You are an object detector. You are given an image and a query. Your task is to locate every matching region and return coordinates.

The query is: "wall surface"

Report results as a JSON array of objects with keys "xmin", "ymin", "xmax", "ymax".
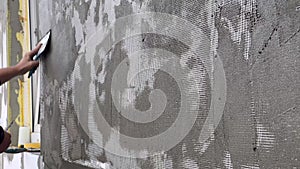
[{"xmin": 38, "ymin": 0, "xmax": 300, "ymax": 168}]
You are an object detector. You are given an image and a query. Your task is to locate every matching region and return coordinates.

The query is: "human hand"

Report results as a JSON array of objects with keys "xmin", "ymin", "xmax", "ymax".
[
  {"xmin": 16, "ymin": 44, "xmax": 42, "ymax": 75},
  {"xmin": 0, "ymin": 131, "xmax": 11, "ymax": 153}
]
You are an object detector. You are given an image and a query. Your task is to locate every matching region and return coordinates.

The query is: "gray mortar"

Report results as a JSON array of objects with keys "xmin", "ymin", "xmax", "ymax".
[{"xmin": 37, "ymin": 0, "xmax": 300, "ymax": 168}]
▬▬▬
Set down all of the material word for word, but keep each picture out.

* EXERCISE SOLUTION *
You are an object detector. You are given an image and a query. Your task is to locate every matching region and return coordinates.

The query is: "wall surface"

Report results as a JSON array of objects with keys "xmin", "ymin", "xmax", "ymax".
[{"xmin": 38, "ymin": 0, "xmax": 300, "ymax": 168}]
You are an object detector. You are given an image and a query. Your task is to locate every matching region and return coordinates.

The query is: "human hand"

Report results as a JSON array of objects with keys "xmin", "ymin", "xmax", "ymax".
[
  {"xmin": 16, "ymin": 44, "xmax": 42, "ymax": 75},
  {"xmin": 0, "ymin": 131, "xmax": 11, "ymax": 153}
]
You are an object detector. You are given an image and a query. Your task is to locate every matching region and return coordinates.

The query is: "gray mortar"

Report results as a JSON array of objects with keys "xmin", "ymin", "xmax", "ymax".
[{"xmin": 37, "ymin": 0, "xmax": 300, "ymax": 168}]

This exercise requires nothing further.